* _BRIEF_: I'd like the entries that follow repeated exactly, with the pictures left out.

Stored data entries

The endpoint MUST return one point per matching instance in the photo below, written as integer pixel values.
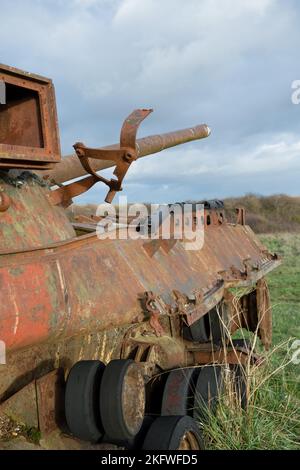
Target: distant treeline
(267, 214)
(264, 214)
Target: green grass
(272, 418)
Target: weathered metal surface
(50, 401)
(122, 157)
(27, 218)
(22, 406)
(28, 121)
(70, 166)
(67, 289)
(67, 298)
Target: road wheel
(122, 400)
(178, 392)
(82, 400)
(173, 433)
(208, 388)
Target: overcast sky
(227, 63)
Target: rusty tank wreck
(118, 341)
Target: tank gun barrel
(70, 167)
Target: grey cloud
(229, 63)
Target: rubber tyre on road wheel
(116, 414)
(208, 389)
(173, 433)
(82, 400)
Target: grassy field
(272, 420)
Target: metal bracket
(122, 157)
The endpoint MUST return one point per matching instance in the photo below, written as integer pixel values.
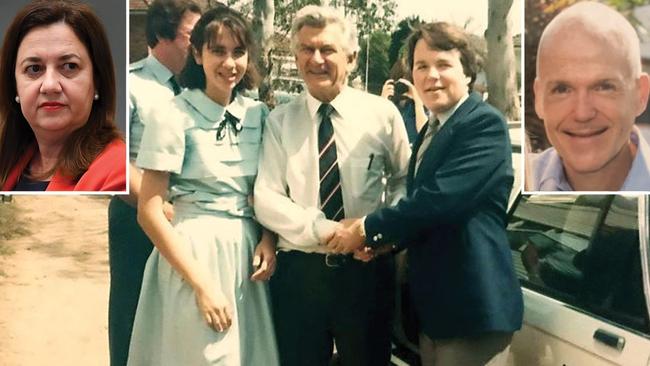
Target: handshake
(346, 237)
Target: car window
(584, 251)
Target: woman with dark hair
(57, 103)
(203, 300)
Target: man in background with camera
(403, 94)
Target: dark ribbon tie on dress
(228, 120)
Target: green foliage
(378, 64)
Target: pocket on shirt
(366, 178)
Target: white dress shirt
(371, 143)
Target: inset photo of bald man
(587, 89)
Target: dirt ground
(54, 288)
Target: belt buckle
(334, 260)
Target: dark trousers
(128, 251)
(315, 305)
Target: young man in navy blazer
(453, 219)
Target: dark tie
(331, 197)
(175, 86)
(228, 119)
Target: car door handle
(610, 339)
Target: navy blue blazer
(453, 221)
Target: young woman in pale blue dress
(204, 300)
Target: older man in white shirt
(323, 159)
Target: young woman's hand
(215, 309)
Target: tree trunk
(501, 70)
(263, 15)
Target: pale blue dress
(210, 182)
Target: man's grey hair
(597, 20)
(321, 16)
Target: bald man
(588, 91)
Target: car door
(583, 266)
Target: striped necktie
(432, 129)
(331, 197)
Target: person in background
(203, 299)
(152, 83)
(57, 103)
(453, 219)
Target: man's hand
(347, 237)
(366, 254)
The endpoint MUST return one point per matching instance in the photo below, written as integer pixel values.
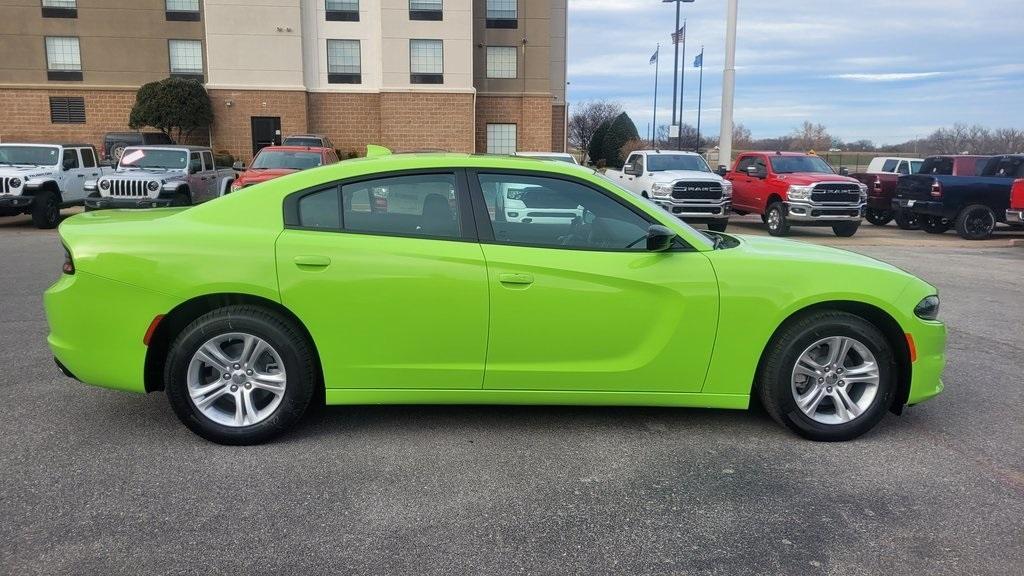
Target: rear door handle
(515, 278)
(311, 260)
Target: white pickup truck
(679, 181)
(41, 178)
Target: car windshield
(659, 162)
(154, 158)
(791, 164)
(307, 141)
(32, 155)
(281, 159)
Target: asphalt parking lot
(97, 482)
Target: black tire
(718, 225)
(775, 218)
(46, 210)
(879, 217)
(846, 230)
(282, 334)
(936, 224)
(977, 221)
(774, 380)
(907, 220)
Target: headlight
(800, 192)
(927, 309)
(662, 190)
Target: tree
(595, 150)
(585, 121)
(621, 131)
(176, 107)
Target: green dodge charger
(459, 279)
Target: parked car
(116, 142)
(310, 140)
(971, 204)
(41, 178)
(881, 177)
(275, 161)
(557, 156)
(679, 181)
(242, 309)
(794, 189)
(157, 176)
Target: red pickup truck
(794, 189)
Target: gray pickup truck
(154, 176)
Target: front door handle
(515, 278)
(311, 260)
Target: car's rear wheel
(827, 376)
(240, 375)
(976, 222)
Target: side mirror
(659, 238)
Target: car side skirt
(558, 398)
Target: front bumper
(696, 209)
(103, 202)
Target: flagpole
(699, 99)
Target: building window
(343, 62)
(68, 110)
(182, 10)
(59, 9)
(426, 62)
(345, 10)
(502, 62)
(185, 57)
(503, 13)
(501, 138)
(64, 60)
(425, 10)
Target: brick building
(458, 75)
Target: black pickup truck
(972, 204)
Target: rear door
(386, 274)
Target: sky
(885, 71)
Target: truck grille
(129, 189)
(836, 192)
(697, 191)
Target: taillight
(1017, 195)
(69, 265)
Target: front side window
(343, 62)
(502, 62)
(345, 10)
(501, 138)
(426, 62)
(423, 205)
(185, 56)
(64, 58)
(555, 213)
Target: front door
(386, 275)
(579, 304)
(266, 131)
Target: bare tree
(585, 120)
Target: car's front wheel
(240, 375)
(827, 376)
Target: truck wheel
(775, 218)
(936, 224)
(879, 217)
(976, 222)
(45, 210)
(827, 376)
(846, 230)
(907, 220)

* _TASK RESPONSE_:
The endpoint MUST return one point per matching instance in the photo below, written as integer pixel values.
Target: distant treeline
(267, 214)
(264, 214)
Target: green grass
(272, 418)
Target: weathered metal surface
(50, 401)
(122, 157)
(27, 218)
(22, 406)
(28, 121)
(70, 166)
(67, 289)
(67, 298)
Target: road wheel
(122, 400)
(178, 392)
(82, 400)
(173, 433)
(208, 388)
Target: overcast sky
(227, 63)
Target: rusty tank wreck
(118, 341)
Target: tank gun barrel
(70, 167)
Target: grey cloud
(229, 63)
Target: rubber tyre on road wheel
(116, 414)
(208, 389)
(173, 433)
(82, 400)
Target: grassy field
(272, 420)
Target: metal bracket
(122, 157)
The endpoint MUST return one point per matching instance in the photo below, written as integer pixel values.
Target: handshake
(346, 237)
Target: car window
(584, 251)
Target: woman with dark hair
(57, 103)
(203, 300)
Target: man in background with camera
(403, 94)
Target: dark ribbon tie on dress
(228, 120)
Target: green foliage
(378, 64)
Target: pocket on shirt
(366, 178)
Target: white dress shirt
(371, 143)
Target: inset photo of bald man
(587, 89)
Target: dirt ground
(54, 288)
Target: belt buckle
(334, 260)
Target: dark trousers
(128, 251)
(315, 305)
Target: young man in navy blazer
(453, 219)
Target: dark tie
(331, 197)
(175, 86)
(228, 119)
Target: car door handle
(610, 339)
Target: navy blue blazer
(453, 221)
Target: young woman in pale blue dress
(204, 300)
Target: older man in white shirt
(323, 159)
Target: young woman's hand
(215, 309)
Target: tree trunk
(501, 70)
(263, 15)
Target: pale blue dress
(210, 182)
Target: man's grey hair
(597, 20)
(321, 16)
Target: bald man
(588, 91)
Target: car door
(583, 266)
Target: striped necktie
(432, 129)
(331, 197)
Target: person in background
(203, 299)
(152, 83)
(57, 103)
(453, 219)
Target: man's hand
(347, 237)
(366, 254)
The endpoint MUST return one point per matching instance in the photo below, written as integer pixel values.
Target: rear door handle
(515, 278)
(311, 260)
Target: white pickup truck
(679, 181)
(41, 178)
Target: car windshield
(659, 162)
(154, 158)
(791, 164)
(307, 141)
(32, 155)
(281, 159)
Target: asphalt parking lot
(97, 482)
Target: black tire
(718, 225)
(775, 218)
(46, 210)
(879, 217)
(846, 230)
(282, 334)
(936, 224)
(977, 221)
(774, 380)
(907, 220)
Target: headlight
(800, 192)
(927, 309)
(662, 190)
Target: tree
(595, 150)
(585, 121)
(621, 131)
(176, 107)
Target: green dodge charger
(459, 279)
Target: parked car
(116, 142)
(310, 140)
(971, 204)
(41, 178)
(881, 177)
(275, 161)
(557, 156)
(679, 181)
(242, 309)
(794, 189)
(157, 176)
Target: red pickup truck
(794, 189)
Target: gray pickup truck
(154, 176)
Target: front door handle
(515, 278)
(311, 260)
Target: car's rear wheel
(827, 376)
(240, 375)
(976, 222)
Target: side mirror
(659, 238)
Target: car side skirt
(558, 398)
Target: front bumper
(696, 209)
(103, 202)
Target: flagpole
(699, 99)
Target: building window
(343, 62)
(68, 110)
(182, 10)
(59, 9)
(426, 62)
(345, 10)
(502, 62)
(185, 57)
(503, 13)
(501, 138)
(64, 60)
(425, 10)
Target: brick building
(458, 75)
Target: black pickup truck
(972, 204)
Target: rear door
(386, 274)
Target: sky
(885, 71)
Target: truck grille
(129, 189)
(836, 192)
(697, 191)
Target: taillight
(1017, 195)
(69, 265)
Target: front side window
(343, 62)
(502, 62)
(345, 10)
(501, 138)
(426, 62)
(423, 205)
(185, 56)
(64, 58)
(555, 213)
Target: front door
(386, 275)
(579, 304)
(266, 131)
Target: bare tree
(585, 120)
Target: car's front wheel
(240, 375)
(827, 376)
Target: truck wheel
(775, 218)
(936, 224)
(879, 217)
(976, 222)
(45, 210)
(827, 376)
(846, 230)
(907, 220)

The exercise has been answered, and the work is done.